* [Exercise input]:

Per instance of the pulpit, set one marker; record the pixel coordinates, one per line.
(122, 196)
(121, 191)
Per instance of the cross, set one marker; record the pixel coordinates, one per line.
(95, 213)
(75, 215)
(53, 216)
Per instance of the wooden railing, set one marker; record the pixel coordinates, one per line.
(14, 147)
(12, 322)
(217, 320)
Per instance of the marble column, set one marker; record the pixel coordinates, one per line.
---
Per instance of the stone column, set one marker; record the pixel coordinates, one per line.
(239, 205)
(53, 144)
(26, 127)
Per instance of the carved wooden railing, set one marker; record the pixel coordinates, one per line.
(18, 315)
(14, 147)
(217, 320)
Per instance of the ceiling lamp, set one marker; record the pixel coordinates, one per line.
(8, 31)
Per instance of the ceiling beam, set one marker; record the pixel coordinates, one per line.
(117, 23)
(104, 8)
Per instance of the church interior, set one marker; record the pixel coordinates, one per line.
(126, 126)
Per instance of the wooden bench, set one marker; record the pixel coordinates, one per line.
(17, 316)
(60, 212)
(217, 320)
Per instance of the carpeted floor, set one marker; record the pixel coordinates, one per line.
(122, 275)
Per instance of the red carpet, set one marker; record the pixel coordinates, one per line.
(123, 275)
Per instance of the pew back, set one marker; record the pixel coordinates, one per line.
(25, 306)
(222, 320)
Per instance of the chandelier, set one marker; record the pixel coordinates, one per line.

* [Work required]: Among the entries above, the line containing "Per instance of the wooden railing, set", the line containing "Per instance of the marble", and all lines between them are to be restated word for word; nothing else belongs in the reply.

* [Response area]:
Per instance of the wooden railing, set one marker; record the pixel coordinates, one per line.
(14, 147)
(12, 322)
(217, 320)
Per instance of the marble column, set one marker; record the pixel coordinates, one per line.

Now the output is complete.